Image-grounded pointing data
Segment Open

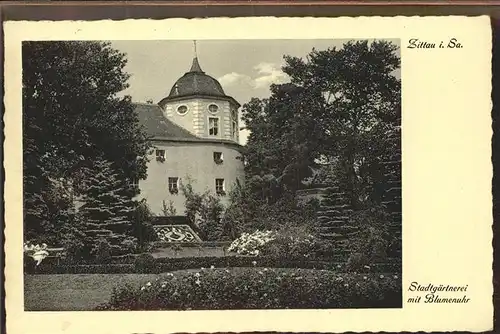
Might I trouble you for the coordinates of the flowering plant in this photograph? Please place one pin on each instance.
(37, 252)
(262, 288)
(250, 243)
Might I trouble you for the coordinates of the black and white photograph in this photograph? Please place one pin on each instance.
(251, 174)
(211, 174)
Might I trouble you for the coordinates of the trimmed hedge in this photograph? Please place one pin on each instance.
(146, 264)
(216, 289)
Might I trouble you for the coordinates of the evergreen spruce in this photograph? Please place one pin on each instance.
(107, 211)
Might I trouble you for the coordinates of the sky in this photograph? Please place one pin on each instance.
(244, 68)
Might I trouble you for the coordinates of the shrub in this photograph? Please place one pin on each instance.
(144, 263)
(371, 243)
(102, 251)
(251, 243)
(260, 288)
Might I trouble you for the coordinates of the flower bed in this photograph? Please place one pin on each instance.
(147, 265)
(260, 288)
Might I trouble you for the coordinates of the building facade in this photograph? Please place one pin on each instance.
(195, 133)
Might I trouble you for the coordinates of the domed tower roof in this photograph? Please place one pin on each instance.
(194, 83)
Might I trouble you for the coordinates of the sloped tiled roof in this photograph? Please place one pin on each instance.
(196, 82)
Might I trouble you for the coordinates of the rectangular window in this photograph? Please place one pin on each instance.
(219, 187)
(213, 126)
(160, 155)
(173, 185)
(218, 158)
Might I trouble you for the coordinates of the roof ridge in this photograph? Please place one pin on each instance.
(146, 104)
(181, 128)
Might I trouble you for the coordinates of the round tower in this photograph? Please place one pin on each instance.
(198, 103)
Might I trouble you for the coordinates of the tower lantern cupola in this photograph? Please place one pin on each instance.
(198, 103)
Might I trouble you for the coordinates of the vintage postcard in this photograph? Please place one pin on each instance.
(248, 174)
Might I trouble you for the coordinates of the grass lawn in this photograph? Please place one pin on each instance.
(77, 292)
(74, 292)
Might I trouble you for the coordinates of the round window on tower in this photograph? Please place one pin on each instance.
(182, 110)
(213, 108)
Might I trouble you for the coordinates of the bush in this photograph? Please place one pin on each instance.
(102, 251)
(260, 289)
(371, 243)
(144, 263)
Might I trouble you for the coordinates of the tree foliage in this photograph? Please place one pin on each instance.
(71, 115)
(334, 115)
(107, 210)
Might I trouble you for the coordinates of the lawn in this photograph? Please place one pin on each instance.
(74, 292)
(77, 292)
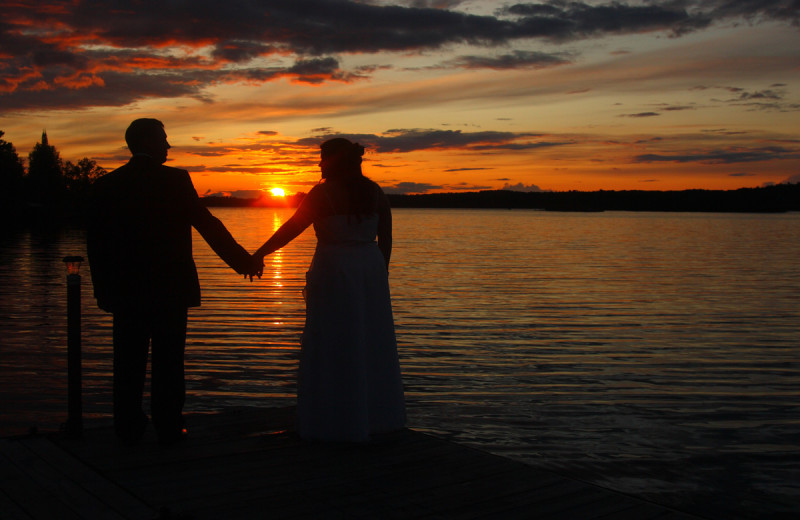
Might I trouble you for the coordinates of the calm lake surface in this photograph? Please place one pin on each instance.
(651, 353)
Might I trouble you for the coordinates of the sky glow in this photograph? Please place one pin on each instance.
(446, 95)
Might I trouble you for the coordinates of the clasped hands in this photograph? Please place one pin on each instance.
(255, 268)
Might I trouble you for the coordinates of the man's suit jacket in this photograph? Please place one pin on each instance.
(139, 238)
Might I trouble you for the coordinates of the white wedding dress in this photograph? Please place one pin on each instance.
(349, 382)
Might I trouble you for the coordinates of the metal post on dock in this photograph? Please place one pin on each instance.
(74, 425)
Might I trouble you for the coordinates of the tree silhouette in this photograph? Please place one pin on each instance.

Segment Closed
Segment Open

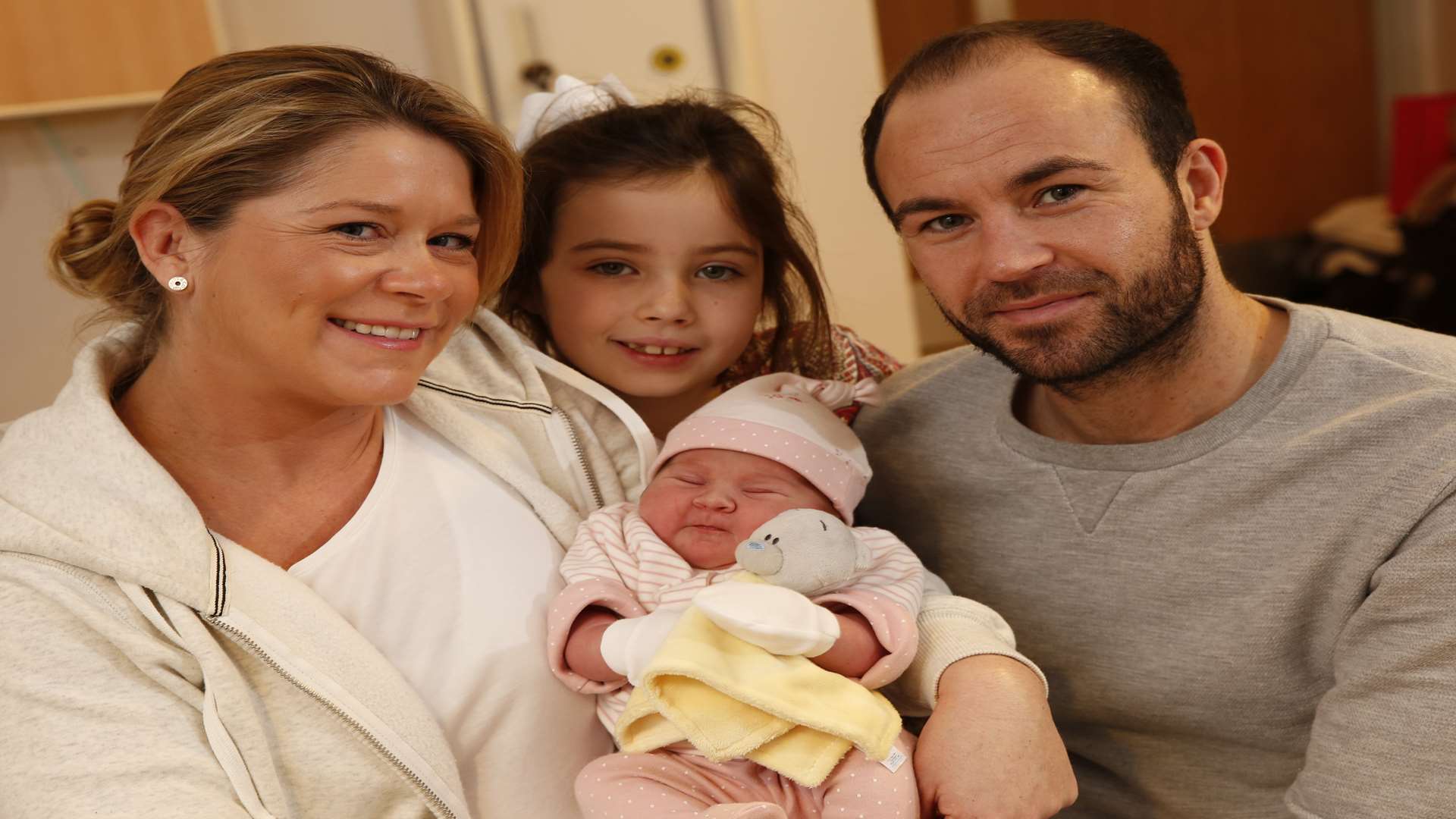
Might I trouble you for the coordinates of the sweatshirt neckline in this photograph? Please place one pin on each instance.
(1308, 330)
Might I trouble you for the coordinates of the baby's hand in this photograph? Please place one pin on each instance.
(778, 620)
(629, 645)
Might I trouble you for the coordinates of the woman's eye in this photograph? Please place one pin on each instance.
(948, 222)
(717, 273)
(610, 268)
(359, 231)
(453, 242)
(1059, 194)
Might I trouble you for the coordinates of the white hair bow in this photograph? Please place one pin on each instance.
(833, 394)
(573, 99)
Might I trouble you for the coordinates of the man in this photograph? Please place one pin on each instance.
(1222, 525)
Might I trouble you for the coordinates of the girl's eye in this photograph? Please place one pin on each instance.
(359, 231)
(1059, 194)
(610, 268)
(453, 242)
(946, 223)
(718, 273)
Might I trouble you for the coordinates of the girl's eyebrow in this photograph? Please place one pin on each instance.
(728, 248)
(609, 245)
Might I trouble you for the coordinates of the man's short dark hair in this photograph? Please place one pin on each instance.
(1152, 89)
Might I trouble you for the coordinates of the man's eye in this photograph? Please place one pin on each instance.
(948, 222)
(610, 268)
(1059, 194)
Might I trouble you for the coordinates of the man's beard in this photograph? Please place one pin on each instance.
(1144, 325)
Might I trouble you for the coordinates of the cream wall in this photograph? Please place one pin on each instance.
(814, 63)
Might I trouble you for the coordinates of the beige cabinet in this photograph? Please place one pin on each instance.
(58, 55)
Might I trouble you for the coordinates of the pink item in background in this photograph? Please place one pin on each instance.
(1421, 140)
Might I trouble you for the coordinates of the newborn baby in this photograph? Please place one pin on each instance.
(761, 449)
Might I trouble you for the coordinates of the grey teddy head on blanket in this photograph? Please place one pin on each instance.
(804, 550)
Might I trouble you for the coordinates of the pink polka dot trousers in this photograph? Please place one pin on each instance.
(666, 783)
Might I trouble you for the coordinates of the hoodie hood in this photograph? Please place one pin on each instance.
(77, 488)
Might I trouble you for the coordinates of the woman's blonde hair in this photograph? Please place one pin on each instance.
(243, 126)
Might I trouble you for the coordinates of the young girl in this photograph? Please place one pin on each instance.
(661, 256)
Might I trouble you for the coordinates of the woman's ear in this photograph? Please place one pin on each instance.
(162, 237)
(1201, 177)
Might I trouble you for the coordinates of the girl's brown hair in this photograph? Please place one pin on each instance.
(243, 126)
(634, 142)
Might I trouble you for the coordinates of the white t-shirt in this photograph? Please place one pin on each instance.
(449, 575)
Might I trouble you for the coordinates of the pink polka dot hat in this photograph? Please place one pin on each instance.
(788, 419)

Segment Closed

TASK STATEMENT:
Using the entries above, transcribe exactly from the line that has "Might I trouble you for the coordinates of the bush" through the line that has "Might I trouble you for the coordinates of the tree silhouette". Pictures are dropped.

SOLUTION TO THIS TASK:
Might I trouble you for the coordinates of the bush in this photograph? Please place one pin on each instance.
(102, 251)
(260, 289)
(371, 243)
(144, 263)
Might I trouble you for the coordinates of the tree foliage in this photograph? Please place one pin on each instance.
(71, 115)
(334, 115)
(107, 210)
Might I trouble you for the coordinates of the lawn in this photograph? Please place one pin on each instance.
(74, 292)
(77, 292)
Might I trouble you for the coordinates of the calm lake surface in this photograph? Please place one pin on each instance.
(651, 353)
Might I trouble you for the coordinates of the sky glow in this photograph? Please place one pin on each instance.
(446, 95)
Might I trouble you for the coordinates of the clasped hands in this photograph? Please place one pin on each instance.
(255, 268)
Might I trouble you for the coordinates of the man's suit jacket in this photograph? Please place one pin on each instance.
(139, 238)
Might I trouble you for the coordinates of the white wedding dress in this photograph? Please place one pin on each instance.
(349, 382)
Might I trouble you for the coordinates of the metal post on dock in this photograph? Please place one pin on each instance.
(74, 425)
Might I trouble you for the coordinates of the tree silhouette in this photograph? Please place one pin on each instance.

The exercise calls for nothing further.